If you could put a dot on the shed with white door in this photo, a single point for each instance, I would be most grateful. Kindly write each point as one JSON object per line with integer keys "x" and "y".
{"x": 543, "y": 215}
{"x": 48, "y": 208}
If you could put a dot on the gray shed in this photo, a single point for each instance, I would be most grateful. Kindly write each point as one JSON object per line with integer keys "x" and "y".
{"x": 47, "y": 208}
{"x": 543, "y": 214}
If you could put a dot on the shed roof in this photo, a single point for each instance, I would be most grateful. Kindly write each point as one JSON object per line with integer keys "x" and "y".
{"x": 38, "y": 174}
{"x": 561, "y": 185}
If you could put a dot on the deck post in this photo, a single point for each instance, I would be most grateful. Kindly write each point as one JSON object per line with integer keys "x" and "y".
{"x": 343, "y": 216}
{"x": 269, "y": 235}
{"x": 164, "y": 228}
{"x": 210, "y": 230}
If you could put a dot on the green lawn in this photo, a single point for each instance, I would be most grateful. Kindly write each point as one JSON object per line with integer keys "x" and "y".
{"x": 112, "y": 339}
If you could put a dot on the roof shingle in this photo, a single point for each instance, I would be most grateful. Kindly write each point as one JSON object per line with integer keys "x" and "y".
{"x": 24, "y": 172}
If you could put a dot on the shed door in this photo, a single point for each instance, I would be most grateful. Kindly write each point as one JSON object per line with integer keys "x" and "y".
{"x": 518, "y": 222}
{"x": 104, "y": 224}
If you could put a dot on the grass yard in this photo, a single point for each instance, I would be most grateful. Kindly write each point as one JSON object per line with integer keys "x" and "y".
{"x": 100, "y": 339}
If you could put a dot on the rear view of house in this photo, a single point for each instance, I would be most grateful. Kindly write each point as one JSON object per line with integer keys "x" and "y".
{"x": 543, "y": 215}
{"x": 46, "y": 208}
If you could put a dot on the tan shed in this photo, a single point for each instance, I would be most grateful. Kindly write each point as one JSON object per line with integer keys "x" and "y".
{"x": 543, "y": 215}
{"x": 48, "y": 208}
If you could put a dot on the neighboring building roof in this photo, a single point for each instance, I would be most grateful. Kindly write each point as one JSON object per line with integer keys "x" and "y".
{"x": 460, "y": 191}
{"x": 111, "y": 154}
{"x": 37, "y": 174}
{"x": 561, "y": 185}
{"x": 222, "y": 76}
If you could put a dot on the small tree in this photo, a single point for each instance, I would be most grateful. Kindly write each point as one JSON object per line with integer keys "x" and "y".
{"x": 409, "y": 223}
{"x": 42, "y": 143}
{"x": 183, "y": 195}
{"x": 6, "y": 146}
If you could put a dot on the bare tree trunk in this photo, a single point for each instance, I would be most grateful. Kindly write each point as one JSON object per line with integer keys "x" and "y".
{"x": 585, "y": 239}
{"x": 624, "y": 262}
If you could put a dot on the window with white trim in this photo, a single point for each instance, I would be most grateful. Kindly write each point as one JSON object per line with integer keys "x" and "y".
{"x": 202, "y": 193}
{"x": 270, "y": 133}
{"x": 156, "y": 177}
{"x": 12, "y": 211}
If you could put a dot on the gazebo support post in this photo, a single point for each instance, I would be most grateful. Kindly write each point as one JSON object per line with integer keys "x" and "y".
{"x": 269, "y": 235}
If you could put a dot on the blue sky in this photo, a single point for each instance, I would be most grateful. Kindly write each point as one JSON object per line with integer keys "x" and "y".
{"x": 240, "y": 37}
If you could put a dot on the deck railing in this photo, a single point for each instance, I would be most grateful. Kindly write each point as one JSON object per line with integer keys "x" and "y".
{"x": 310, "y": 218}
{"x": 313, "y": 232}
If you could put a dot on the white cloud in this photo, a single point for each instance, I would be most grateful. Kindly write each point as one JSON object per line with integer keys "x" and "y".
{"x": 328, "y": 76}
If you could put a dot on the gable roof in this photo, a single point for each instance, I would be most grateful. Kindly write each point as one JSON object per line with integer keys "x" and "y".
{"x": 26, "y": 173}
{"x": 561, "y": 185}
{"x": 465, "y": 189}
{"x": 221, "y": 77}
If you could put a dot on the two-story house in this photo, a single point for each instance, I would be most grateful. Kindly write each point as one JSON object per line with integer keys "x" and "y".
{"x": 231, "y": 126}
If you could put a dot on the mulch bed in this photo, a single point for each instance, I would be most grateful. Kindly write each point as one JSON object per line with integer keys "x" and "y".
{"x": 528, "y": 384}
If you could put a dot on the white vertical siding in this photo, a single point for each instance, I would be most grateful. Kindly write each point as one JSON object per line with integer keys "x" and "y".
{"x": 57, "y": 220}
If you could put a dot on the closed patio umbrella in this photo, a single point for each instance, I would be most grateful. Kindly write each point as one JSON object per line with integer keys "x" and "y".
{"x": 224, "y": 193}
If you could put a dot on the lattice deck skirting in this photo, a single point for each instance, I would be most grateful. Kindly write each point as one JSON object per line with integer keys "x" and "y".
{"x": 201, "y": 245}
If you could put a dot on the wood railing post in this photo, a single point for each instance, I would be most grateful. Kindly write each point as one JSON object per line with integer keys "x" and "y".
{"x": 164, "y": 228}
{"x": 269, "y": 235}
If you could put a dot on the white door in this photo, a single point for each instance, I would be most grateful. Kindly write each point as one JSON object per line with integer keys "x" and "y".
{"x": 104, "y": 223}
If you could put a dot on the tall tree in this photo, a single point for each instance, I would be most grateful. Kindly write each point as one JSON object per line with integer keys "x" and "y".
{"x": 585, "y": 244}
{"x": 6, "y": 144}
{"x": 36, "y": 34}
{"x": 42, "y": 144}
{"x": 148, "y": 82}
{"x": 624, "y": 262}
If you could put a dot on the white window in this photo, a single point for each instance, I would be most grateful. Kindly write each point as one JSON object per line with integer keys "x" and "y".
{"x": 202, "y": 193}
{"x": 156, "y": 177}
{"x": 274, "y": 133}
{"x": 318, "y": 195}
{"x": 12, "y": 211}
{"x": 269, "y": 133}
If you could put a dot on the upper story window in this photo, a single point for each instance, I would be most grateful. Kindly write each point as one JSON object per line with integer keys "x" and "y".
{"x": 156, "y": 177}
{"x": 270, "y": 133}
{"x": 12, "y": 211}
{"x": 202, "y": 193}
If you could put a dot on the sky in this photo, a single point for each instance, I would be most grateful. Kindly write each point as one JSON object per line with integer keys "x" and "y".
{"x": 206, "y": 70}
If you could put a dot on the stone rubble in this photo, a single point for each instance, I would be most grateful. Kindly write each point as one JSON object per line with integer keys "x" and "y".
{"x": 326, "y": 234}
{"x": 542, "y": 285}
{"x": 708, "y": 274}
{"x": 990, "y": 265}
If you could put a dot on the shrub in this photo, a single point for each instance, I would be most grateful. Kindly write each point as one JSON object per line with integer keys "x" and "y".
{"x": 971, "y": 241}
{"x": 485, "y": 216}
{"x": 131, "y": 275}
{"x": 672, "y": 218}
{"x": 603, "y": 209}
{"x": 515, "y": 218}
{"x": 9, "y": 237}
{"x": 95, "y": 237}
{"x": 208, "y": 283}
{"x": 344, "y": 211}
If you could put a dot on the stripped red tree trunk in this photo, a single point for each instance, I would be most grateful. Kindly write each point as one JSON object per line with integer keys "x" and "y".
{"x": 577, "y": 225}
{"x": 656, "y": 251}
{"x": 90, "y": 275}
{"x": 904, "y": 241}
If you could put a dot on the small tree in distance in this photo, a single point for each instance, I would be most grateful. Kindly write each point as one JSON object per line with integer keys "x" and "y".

--

How to complete this task
Repeat the entries exactly, leaving nothing out.

Answer section
If you could put a dot on the shed with white door in this photo, a single point for each instance, I would be most grateful. Kindly write each point as one JSON object per line with integer keys "x" and "y".
{"x": 543, "y": 215}
{"x": 48, "y": 208}
If you could put a dot on the gray shed in this photo, a single point for each instance, I would be most grateful. Kindly write each point as one JSON object per line with integer keys "x" and "y".
{"x": 47, "y": 208}
{"x": 543, "y": 214}
If you could put a dot on the shed roof in this photo, a single point for each instance, I would be most grateful. Kindly write each point as one JSON object per line with integer keys "x" and "y".
{"x": 38, "y": 174}
{"x": 561, "y": 185}
If you could put a dot on the deck post in this photo, a single point for each instance, I would be most grateful. Kindly write each point as one JSON object per line with integer keys "x" and "y".
{"x": 343, "y": 216}
{"x": 269, "y": 235}
{"x": 164, "y": 228}
{"x": 210, "y": 230}
If you could put a dot on the green lawn in this photo, a single point for each instance, I would be most grateful. Kindly write each point as one JSON object per line with integer keys "x" and "y".
{"x": 112, "y": 339}
If you could put a dot on the roof shingle in this photo, a single point for each instance, I would be most grateful. Kindly write each point as one JSON object per line with integer keys "x" and "y".
{"x": 24, "y": 172}
If you could put a dot on the shed door in this photo, a single point for each instance, I would be most grateful. Kindly write each point as one JSON object per line with integer keys "x" and "y".
{"x": 518, "y": 222}
{"x": 104, "y": 224}
If you could put a dot on the grass yard in this photo, a single point for each instance, I would be most grateful. Kindly write each point as one JSON object per line with integer keys "x" and "y".
{"x": 100, "y": 339}
If you could put a dot on the rear view of house in this photo, a single point for each instance, I would be most grateful. Kindly write each point as one JSON object per line with integer keys "x" and "y".
{"x": 543, "y": 215}
{"x": 46, "y": 208}
If you could put a dot on the tan shed in this photo, a single point for each instance, I would be most grateful. Kindly write each point as one JSON object per line with integer keys "x" and "y".
{"x": 543, "y": 215}
{"x": 48, "y": 208}
If you could put a dot on the neighboring building roof in this photo, a single point for each instance, I would be most grateful. Kindly write each point as one JSON object per line with integer keys "x" and "y".
{"x": 460, "y": 191}
{"x": 111, "y": 154}
{"x": 37, "y": 174}
{"x": 561, "y": 185}
{"x": 222, "y": 76}
If you could put a dot on the small tree in this photo, a single point for each instance, I would be most grateful. Kindly write each point as one JSON object per line with integer keys "x" and "y".
{"x": 409, "y": 223}
{"x": 42, "y": 143}
{"x": 183, "y": 195}
{"x": 6, "y": 146}
If you could put a dot on the bare tree trunk in this photo, a single point for each instance, I would be most grateful. Kindly write each point as one JSON object per line with integer keys "x" and "y".
{"x": 585, "y": 239}
{"x": 624, "y": 262}
If you could put a dot on the window with white trim in this photo, a single point for each instance, I would be most grateful. Kindly write each point as one JSON object per line with integer keys "x" and "y".
{"x": 202, "y": 193}
{"x": 270, "y": 133}
{"x": 156, "y": 177}
{"x": 12, "y": 211}
If you could put a dot on the gazebo support post in this photo, a single point for each instance, I would be most grateful. Kindly write each point as one JSON object per line with integer keys "x" and "y".
{"x": 269, "y": 235}
If you could put a dot on the blue sky in this photo, a single point for each instance, I would be most grateful. Kindly write each point as one JSON object per line with integer keys "x" and "y".
{"x": 240, "y": 37}
If you could put a dot on the deck railing in this photo, a single point for each instance, I would be most grateful. Kindly write each point as one JSON object per line with integer keys "x" and "y".
{"x": 310, "y": 218}
{"x": 313, "y": 232}
If you could put a dot on the white cloud in this photo, a single point for each instance, I would be most grateful. Kindly write each point as one JSON object per line with integer keys "x" and "y".
{"x": 328, "y": 76}
If you could put a dot on the gable roof in this photo, a single point for each instance, I would be most grateful. Kindly write each point as one JSON object per line with integer keys "x" and "y".
{"x": 26, "y": 173}
{"x": 561, "y": 185}
{"x": 465, "y": 189}
{"x": 221, "y": 77}
If you could put a dot on the two-story house in this photo, a single point for each instance, I would be most grateful. Kindly write each point as one JSON object per line with integer keys "x" and "y".
{"x": 231, "y": 126}
If you could put a dot on the mulch bed in this photo, a single point for each instance, I would be most grateful. Kindly write each point as one JSON object per line with integer keys "x" and "y".
{"x": 528, "y": 384}
If you could put a dot on the white vertical siding in this photo, a single point for each instance, I would be most grateful. Kindly write each point as one JSON object per line with integer keys "x" and "y".
{"x": 57, "y": 220}
If you could put a dot on the closed patio umbrella in this photo, a single point for each instance, I would be most grateful. Kindly write each point as one JSON object per line with integer keys "x" and "y".
{"x": 224, "y": 193}
If you could put a dot on the lattice deck skirting in this photo, a single point for each instance, I would be most grateful. Kindly write each point as one JSON object per line with integer keys "x" and "y".
{"x": 201, "y": 245}
If you could put a dot on the wood railing post in this photo, a single point for each instance, I would be most grateful. Kindly write each point as one JSON object per line with integer keys "x" and "y".
{"x": 164, "y": 228}
{"x": 269, "y": 235}
If you could put a dot on the white door in this photo, a single point for each instance, I would be most grateful. Kindly write each point as one JSON object per line with integer keys "x" and "y".
{"x": 104, "y": 223}
If you could put a dot on the tall tree in this photo, a single point for each instance, I would be most grateful. Kindly write each point as one JSON object per line with integer keys "x" and "y".
{"x": 585, "y": 244}
{"x": 6, "y": 144}
{"x": 36, "y": 34}
{"x": 42, "y": 144}
{"x": 148, "y": 82}
{"x": 624, "y": 262}
If you could put a dot on the white window in this photo, a single point for each instance, I would be most grateful. Kindly write each point as one JSON object per line with integer keys "x" and "y".
{"x": 202, "y": 193}
{"x": 156, "y": 177}
{"x": 274, "y": 133}
{"x": 318, "y": 195}
{"x": 12, "y": 211}
{"x": 269, "y": 133}
If you could put a dot on the upper story window in this photo, a single point for each instance, I would be most grateful. Kindly write each point as one JSON object per line with integer keys "x" and "y".
{"x": 156, "y": 177}
{"x": 270, "y": 133}
{"x": 12, "y": 211}
{"x": 202, "y": 193}
If you could put a dot on the sky in this photo, a single point for each instance, I would be most grateful. Kindly write each point as one JSON object per line with integer keys "x" and "y".
{"x": 206, "y": 70}
If you could put a dot on the stone rubble in this photo, a single point for each instance, I would be most grateful. Kindly write each point as one JSON object per line with integer keys "x" and "y".
{"x": 326, "y": 234}
{"x": 542, "y": 285}
{"x": 708, "y": 274}
{"x": 990, "y": 265}
If you could put a dot on the shrub in this photo, a single point for each instance, I would be most grateful. Kindly write each point as one JSON object per line with integer keys "x" and "y".
{"x": 971, "y": 241}
{"x": 485, "y": 216}
{"x": 131, "y": 275}
{"x": 672, "y": 218}
{"x": 603, "y": 209}
{"x": 515, "y": 218}
{"x": 9, "y": 237}
{"x": 95, "y": 237}
{"x": 208, "y": 283}
{"x": 344, "y": 211}
If you could put a dot on the stripped red tree trunk in this photo, a single point for each instance, I would be most grateful. Kindly write each point as one JSON object per line with integer keys "x" and "y".
{"x": 577, "y": 225}
{"x": 656, "y": 251}
{"x": 90, "y": 275}
{"x": 904, "y": 241}
If you could put a dot on the small tree in distance in this photo, a single point for each instance, I would be most grateful. Kindly write each point as one JSON object per line with integer keys "x" and "y".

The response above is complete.